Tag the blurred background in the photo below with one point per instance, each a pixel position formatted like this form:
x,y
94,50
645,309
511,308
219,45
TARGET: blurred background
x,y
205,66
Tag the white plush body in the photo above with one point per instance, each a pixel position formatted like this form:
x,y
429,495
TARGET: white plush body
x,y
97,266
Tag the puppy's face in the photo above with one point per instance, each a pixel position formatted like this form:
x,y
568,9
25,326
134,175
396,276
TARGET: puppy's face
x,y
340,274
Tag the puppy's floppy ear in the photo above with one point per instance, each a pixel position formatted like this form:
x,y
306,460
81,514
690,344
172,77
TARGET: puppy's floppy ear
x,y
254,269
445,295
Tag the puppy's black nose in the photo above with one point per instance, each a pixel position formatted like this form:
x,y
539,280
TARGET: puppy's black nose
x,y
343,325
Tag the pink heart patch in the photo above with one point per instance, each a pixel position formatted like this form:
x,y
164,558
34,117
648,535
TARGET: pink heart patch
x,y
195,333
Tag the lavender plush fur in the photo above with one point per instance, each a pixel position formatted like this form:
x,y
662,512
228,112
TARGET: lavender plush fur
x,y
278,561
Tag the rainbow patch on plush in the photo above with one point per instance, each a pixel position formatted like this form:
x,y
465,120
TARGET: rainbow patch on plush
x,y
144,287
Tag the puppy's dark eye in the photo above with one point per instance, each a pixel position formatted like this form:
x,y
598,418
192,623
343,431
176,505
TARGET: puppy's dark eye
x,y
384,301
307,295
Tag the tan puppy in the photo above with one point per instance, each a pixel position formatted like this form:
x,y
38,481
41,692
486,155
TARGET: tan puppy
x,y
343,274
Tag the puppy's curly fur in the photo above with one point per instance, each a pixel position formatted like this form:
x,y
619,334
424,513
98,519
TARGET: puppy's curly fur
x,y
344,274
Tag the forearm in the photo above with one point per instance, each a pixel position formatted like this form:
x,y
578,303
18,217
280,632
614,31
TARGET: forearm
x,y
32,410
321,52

────────

» YOUR ASSIGNMENT: Each entry shown above should be copied out exactly.

» PROBLEM SOLUTION:
Tag the blurred background in the photo below with one point per instance, each a pixel position formatted like this form:
x,y
94,50
645,309
511,308
219,45
TARGET: blurred background
x,y
205,66
Tag the white plush body in the photo above with one point per instance, each a pixel position formatted like this form:
x,y
429,495
TARGET: white plush body
x,y
97,266
Tag the puppy's face in the photo above with one point per instance, each a pixel position formatted like this form:
x,y
568,9
25,326
134,175
396,276
TARGET: puppy's face
x,y
340,274
Tag the puppy's floppy ear in the photo above with one point per instance, each a pixel position formatted like this form:
x,y
306,460
81,514
690,344
172,77
TARGET: puppy's floppy ear
x,y
254,269
445,295
Tag the puppy's black nose in the photo above with one point per instance, each a pixel position formatted like this form:
x,y
539,280
TARGET: puppy's black nose
x,y
343,325
Tag the pink heart patch in the photo above with one point per instance, each a pixel position formatted like this form:
x,y
164,558
34,117
648,535
TARGET: pink heart patch
x,y
195,333
Tag the lavender plush fur in the photo above with one point per instance, each a pixel position formatted like this form:
x,y
662,512
228,112
TARGET: lavender plush fur
x,y
278,561
Tag the rainbow patch on plush in the photo above with one point per instance, each a pixel position formatted like this form:
x,y
465,120
TARGET: rainbow patch on plush
x,y
144,287
Tag the puppy's dark eye in the photo above with one point per instance, each a pixel position formatted like this form:
x,y
598,418
192,623
343,431
176,505
TARGET: puppy's dark eye
x,y
384,301
307,295
Tag the tan puppy in the photo above with one point per instance, each a pixel position formatted like this form:
x,y
38,481
41,692
486,155
TARGET: tan puppy
x,y
343,274
Tag the puppy's curly fur in the photo above with one point per instance, each a pixel position formatted like this form:
x,y
619,334
424,513
98,519
TARGET: puppy's curly fur
x,y
344,274
Tag the forearm in the photo above with one point per instance, each a pixel position formatted like this form:
x,y
578,303
18,217
280,632
614,31
TARGET: forearm
x,y
32,410
321,52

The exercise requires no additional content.